QUOTED TEXT ▸

I like my collinite 915 

Rob


----------



## EthanCrawford (Jan 7, 2010)

Avanti said:


> Why I wouldn't try it is because 'every' tom dick and harry has it, it must lack something as many of the users add QD etc after a wash, the galleries of AG HD posts and Artemis posts seem to be more appealing than the Colli 476 and FK1000p posts, I couldn't believe that the prep is vastly different from the '2' schools


good point. could you post a link to a review of ag hd wax please


----------



## Reflectology (Jul 29, 2009)

these ar a couple with colly 476,





































sorry about the picture quality


----------



## chillly (Jun 25, 2009)

Avanti if i send you some wax i made will you give a good honest test? 

Its not for sale its just some i made. cheers chillly


----------



## Bratwurst (Jan 23, 2009)

Avanti said:


> :lol: I have FK2685 and it is just ok, only SK2paul has posted a pic where the FK product looks fantastic , it is easy enough for folk to post their fk1000 and colli pics, but still that doesn't answer the question, why add QD etc after a wash with these super lub'd shampoo's where this cat just uses high PH power washer solutions


Does that then not highlight that the standard of the finish you get it is mainly down to the preparation and not really so much in the LSP (but, of course the LSP is a crucial factor)?

(Image location labeling rows)

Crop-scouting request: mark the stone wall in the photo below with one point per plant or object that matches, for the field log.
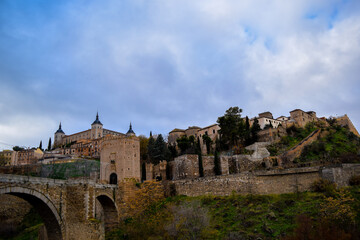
(296, 150)
(345, 121)
(265, 182)
(185, 167)
(119, 157)
(208, 165)
(271, 134)
(76, 169)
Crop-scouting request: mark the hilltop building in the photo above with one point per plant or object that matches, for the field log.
(97, 131)
(5, 157)
(88, 142)
(27, 156)
(268, 124)
(212, 131)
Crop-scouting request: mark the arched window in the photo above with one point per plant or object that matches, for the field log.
(113, 178)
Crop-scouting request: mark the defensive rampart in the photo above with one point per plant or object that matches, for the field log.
(265, 182)
(74, 209)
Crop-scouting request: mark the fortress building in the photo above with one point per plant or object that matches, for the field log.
(96, 132)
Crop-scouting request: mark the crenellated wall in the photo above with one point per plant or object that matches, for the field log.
(265, 182)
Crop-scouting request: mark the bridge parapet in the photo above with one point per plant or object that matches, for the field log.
(70, 204)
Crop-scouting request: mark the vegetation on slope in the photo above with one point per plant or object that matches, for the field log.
(28, 229)
(325, 214)
(294, 136)
(337, 144)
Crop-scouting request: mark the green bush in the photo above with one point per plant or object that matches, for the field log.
(354, 180)
(323, 186)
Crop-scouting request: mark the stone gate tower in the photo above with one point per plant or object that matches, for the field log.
(96, 128)
(119, 158)
(58, 136)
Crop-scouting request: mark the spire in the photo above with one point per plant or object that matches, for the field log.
(97, 121)
(60, 130)
(130, 132)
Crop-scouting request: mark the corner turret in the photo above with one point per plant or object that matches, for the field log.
(96, 128)
(58, 136)
(130, 132)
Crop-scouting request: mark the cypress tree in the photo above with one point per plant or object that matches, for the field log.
(255, 128)
(201, 168)
(49, 145)
(143, 172)
(217, 168)
(151, 144)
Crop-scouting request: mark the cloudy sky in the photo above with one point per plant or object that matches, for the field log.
(166, 64)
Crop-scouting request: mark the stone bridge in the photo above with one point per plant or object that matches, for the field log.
(70, 209)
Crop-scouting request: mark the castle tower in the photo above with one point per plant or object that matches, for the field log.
(130, 132)
(58, 136)
(96, 128)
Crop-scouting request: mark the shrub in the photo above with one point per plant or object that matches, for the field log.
(323, 186)
(354, 180)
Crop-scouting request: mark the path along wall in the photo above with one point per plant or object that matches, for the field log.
(265, 182)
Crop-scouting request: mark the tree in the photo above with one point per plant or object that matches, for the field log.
(143, 147)
(247, 132)
(183, 143)
(49, 145)
(255, 128)
(17, 148)
(143, 172)
(160, 151)
(217, 167)
(207, 140)
(231, 127)
(150, 147)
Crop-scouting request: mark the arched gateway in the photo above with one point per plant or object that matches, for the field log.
(43, 206)
(110, 215)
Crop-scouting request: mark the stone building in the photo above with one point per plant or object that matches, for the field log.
(212, 131)
(301, 118)
(5, 157)
(27, 156)
(120, 158)
(97, 131)
(345, 121)
(266, 119)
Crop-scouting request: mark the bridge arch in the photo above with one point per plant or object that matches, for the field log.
(110, 211)
(43, 206)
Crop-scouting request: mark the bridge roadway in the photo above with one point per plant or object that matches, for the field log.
(71, 209)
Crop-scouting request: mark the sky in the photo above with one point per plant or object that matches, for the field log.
(172, 64)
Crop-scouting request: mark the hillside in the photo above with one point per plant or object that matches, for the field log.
(334, 144)
(325, 214)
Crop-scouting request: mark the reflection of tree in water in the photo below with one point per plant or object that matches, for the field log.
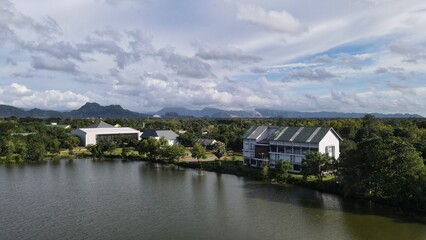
(308, 198)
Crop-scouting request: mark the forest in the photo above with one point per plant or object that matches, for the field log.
(381, 159)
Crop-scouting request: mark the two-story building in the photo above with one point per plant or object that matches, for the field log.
(269, 144)
(169, 135)
(103, 131)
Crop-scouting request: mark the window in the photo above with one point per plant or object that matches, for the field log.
(288, 149)
(297, 150)
(296, 167)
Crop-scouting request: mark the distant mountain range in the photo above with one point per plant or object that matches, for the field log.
(266, 113)
(88, 110)
(94, 110)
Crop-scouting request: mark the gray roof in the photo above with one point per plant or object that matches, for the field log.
(301, 134)
(205, 141)
(167, 134)
(100, 124)
(254, 132)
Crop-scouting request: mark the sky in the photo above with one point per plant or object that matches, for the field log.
(305, 55)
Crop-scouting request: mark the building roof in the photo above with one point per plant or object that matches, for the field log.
(109, 130)
(205, 141)
(100, 124)
(167, 134)
(301, 134)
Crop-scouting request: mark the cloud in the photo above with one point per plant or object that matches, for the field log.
(20, 96)
(310, 75)
(282, 21)
(258, 70)
(227, 54)
(16, 89)
(54, 64)
(412, 52)
(185, 66)
(397, 72)
(59, 50)
(10, 19)
(323, 59)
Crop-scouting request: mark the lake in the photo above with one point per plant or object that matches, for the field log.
(87, 199)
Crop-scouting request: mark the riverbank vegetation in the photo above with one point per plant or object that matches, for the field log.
(381, 159)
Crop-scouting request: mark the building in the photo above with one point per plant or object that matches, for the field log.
(206, 142)
(169, 135)
(103, 131)
(269, 144)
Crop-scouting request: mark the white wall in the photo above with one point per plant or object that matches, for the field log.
(330, 140)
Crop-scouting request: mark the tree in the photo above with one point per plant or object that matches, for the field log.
(315, 163)
(98, 150)
(70, 143)
(198, 152)
(265, 172)
(186, 139)
(36, 151)
(173, 153)
(385, 168)
(8, 149)
(149, 147)
(53, 145)
(219, 149)
(281, 170)
(126, 152)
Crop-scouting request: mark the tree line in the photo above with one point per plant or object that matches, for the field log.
(381, 159)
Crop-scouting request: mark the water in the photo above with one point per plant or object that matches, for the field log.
(134, 200)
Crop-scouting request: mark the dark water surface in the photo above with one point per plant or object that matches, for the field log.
(134, 200)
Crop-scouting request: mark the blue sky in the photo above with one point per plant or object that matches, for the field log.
(329, 55)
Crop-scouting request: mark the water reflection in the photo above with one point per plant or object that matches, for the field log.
(85, 199)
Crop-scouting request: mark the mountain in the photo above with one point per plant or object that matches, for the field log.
(295, 114)
(95, 110)
(207, 112)
(265, 113)
(89, 110)
(8, 111)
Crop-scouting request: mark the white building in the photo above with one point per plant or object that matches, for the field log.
(267, 145)
(169, 135)
(103, 131)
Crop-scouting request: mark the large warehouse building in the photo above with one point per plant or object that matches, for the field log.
(103, 131)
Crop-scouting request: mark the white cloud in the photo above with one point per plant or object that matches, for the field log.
(280, 21)
(20, 96)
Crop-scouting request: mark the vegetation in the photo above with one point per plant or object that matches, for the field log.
(316, 163)
(381, 159)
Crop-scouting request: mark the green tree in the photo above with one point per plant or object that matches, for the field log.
(8, 150)
(99, 150)
(281, 170)
(173, 153)
(36, 150)
(198, 152)
(265, 172)
(126, 152)
(219, 149)
(151, 148)
(315, 163)
(386, 168)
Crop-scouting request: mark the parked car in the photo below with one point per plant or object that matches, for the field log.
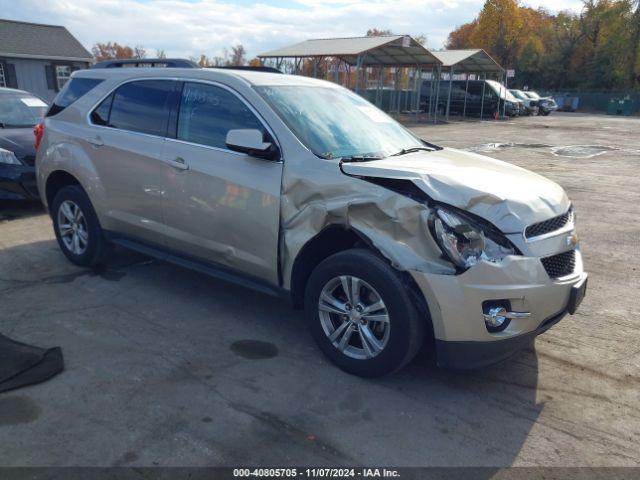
(467, 98)
(20, 111)
(546, 105)
(530, 105)
(299, 187)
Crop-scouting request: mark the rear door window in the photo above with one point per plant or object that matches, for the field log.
(72, 91)
(208, 112)
(142, 106)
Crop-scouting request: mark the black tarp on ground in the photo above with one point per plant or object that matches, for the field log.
(22, 365)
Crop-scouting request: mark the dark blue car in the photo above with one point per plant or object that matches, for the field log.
(20, 111)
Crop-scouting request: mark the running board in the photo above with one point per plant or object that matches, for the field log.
(219, 272)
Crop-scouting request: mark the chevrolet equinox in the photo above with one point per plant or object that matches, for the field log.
(299, 187)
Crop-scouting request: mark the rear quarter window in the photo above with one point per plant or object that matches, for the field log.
(72, 91)
(142, 106)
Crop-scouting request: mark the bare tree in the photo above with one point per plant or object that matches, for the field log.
(238, 55)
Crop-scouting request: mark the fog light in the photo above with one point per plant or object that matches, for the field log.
(495, 318)
(497, 315)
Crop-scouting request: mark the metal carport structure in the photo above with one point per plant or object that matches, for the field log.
(365, 53)
(467, 62)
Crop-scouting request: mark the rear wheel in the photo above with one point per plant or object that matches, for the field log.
(360, 314)
(77, 227)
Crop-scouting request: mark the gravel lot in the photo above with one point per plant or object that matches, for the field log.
(156, 376)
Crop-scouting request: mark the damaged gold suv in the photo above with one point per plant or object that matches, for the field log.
(299, 187)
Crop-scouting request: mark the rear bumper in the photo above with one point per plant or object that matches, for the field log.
(18, 182)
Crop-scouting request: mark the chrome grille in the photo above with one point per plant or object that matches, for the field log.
(560, 265)
(548, 226)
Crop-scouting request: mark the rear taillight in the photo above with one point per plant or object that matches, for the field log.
(38, 131)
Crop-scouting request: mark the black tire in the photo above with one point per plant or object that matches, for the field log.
(407, 328)
(95, 246)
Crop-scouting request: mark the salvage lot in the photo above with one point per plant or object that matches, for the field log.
(169, 367)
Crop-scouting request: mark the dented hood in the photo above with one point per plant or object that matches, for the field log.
(510, 197)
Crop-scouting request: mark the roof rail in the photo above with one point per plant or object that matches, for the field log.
(147, 62)
(259, 68)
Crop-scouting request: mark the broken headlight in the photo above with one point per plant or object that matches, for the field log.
(465, 241)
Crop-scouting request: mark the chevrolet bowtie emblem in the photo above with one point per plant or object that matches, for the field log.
(572, 240)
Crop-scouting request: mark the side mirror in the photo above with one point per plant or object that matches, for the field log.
(250, 141)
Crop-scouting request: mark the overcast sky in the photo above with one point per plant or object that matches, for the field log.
(185, 28)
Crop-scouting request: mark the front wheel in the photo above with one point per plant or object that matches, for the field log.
(361, 315)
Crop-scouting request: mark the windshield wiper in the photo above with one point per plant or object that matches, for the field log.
(360, 158)
(404, 151)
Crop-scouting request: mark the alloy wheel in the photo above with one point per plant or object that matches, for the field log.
(354, 317)
(72, 227)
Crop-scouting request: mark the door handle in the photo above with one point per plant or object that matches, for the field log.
(179, 163)
(95, 141)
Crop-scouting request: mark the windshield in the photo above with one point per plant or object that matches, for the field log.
(502, 92)
(336, 123)
(21, 110)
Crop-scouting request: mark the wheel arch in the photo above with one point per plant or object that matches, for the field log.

EXERCISES ▸
A. Transcribe the car wax thread from "Does that then" down to "a crucial factor)?".
B. Please pick out and copy each line of the rows that contains the word "green".
These rows are unrelated to the car wax thread.

IN RESPONSE ▸
A.
Does that then not highlight that the standard of the finish you get it is mainly down to the preparation and not really so much in the LSP (but, of course the LSP is a crucial factor)?

B.
Crop-scouting request: mark the green bush in the photo above with one point per plant or object that matches, for the field log.
Crop-scouting request: mark the green tree in the photo above with one point per plant or object that matches, for the field log.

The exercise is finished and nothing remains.